[erlang-questions] moving process state - copy on write - heap memory increase

46 views
Skip to first unread message

Roland

unread,
Sep 11, 2012, 5:45:18 PM9/11/12
to erlang-q...@erlang.org
Hello!

I want to move the state of my process to another process. Unfortunately
this is not possible without a huge increase in memory consumption as by
copying the state the "copy on write semantics" are lost.

This behaviour is demonstrated in my attached simplified t_process module.

-> {ok, Pid} = t_process:start_link().
-> t_process:bloat(Pid). --> memory consumption of the process is at
6657256 after "bloat" is finished
-> t_process:reload_bag(P1). --> memory consumption is at 26295176 (4
times as much)

No data has not been modified in any way, the data stays the same.

My question is: Despite what i want to do with this state transfer, is
there any way to copy the state of a process without losing the "copy on
write semantics", so that the target process has the same memory
footprint as the original one?

Can someone point me to any direction/documentation on how i can get
arround this issue?

Thank you!

-module(t_process).

-behaviour(gen_server).

-export([start_link/0, init/1, handle_call/3, handle_cast/2,
handle_info/2, terminate/2, code_change/3, bloat/1, reload_bag/1]).

-record(process, {bag = []}).

> _INPUT_

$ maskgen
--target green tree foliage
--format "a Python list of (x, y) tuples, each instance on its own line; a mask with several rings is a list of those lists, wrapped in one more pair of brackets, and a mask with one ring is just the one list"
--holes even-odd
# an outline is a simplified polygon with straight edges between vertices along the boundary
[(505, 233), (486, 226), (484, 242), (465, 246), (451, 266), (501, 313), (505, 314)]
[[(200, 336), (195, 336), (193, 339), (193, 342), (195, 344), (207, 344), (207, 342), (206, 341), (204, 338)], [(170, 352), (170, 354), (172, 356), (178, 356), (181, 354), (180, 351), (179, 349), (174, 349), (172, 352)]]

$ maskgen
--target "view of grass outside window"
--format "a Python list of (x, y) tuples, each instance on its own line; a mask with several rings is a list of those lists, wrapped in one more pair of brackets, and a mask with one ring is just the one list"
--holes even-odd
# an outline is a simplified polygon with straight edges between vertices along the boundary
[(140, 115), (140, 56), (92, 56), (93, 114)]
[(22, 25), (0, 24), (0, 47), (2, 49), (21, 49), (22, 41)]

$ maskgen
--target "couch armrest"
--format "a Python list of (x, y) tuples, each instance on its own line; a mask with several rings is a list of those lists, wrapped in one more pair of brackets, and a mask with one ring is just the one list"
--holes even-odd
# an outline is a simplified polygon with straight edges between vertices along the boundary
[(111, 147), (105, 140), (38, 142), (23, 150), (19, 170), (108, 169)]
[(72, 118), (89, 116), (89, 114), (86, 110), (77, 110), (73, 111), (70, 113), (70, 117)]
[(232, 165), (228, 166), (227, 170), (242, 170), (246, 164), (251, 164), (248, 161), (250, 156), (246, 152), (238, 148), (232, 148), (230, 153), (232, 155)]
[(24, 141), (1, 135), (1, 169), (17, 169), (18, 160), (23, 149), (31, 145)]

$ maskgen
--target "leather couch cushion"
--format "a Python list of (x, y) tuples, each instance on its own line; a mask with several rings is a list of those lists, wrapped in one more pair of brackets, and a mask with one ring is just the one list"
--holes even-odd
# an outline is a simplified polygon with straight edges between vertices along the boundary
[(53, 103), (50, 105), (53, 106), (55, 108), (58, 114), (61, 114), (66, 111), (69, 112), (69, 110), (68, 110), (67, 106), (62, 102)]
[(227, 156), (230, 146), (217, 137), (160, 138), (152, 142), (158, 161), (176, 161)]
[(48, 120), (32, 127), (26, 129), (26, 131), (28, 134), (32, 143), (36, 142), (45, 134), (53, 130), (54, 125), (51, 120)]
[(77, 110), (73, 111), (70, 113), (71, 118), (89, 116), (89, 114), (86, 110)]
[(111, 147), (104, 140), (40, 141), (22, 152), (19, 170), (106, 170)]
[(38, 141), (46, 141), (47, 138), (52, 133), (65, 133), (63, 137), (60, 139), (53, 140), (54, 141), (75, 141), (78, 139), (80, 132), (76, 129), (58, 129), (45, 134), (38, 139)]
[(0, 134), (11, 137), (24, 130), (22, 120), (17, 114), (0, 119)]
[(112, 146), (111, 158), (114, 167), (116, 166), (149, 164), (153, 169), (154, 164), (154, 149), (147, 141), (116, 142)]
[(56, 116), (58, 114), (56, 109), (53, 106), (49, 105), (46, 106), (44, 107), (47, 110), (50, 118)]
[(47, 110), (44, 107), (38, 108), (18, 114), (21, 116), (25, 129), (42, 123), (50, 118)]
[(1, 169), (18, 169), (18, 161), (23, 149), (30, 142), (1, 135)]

> _EXERCISE INSTRUCTIONS_
[a] Answer these questions about the Erlang thread:
(i) What memory consumption does it report for the process after "bloat" is finished?
(ii) Which behaviour does the t_process module declare?
(iii) On what date was the message sent?
[b] Render the rows as a numbered list, from their first line through the line containing "49), (22, 41)]", skipping blank lines.

> _SOLVED PROBLEMS_
[a]
(i) 6657256
(ii) gen_server
(iii) Sep 11, 2012

[b]
1. $ maskgen
2. --target green tree foliage
3. --format "a Python list of (x, y) tuples, each instance on its own line; a mask with several rings is a list of those lists, wrapped in one more pair of brackets, and a mask with one ring is just the one list"
4. --holes even-odd
5. # an outline is a simplified polygon with straight edges between vertices along the boundary
6. [(505, 233), (486, 226), (484, 242), (465, 246), (451, 266), (501, 313), (505, 314)]
7. [[(200, 336), (195, 336), (193, 339), (193, 342), (195, 344), (207, 344), (207, 342), (206, 341), (204, 338)], [(170, 352), (170, 354), (172, 356), (178, 356), (181, 354), (180, 351), (179, 349), (174, 349), (172, 352)]]
8. $ maskgen
9. --target "view of grass outside window"
10. --format "a Python list of (x, y) tuples, each instance on its own line; a mask with several rings is a list of those lists, wrapped in one more pair of brackets, and a mask with one ring is just the one list"
11. --holes even-odd
12. # an outline is a simplified polygon with straight edges between vertices along the boundary
13. [(140, 115), (140, 56), (92, 56), (93, 114)]
14. [(22, 25), (0, 24), (0, 47), (2, 49), (21, 49), (22, 41)]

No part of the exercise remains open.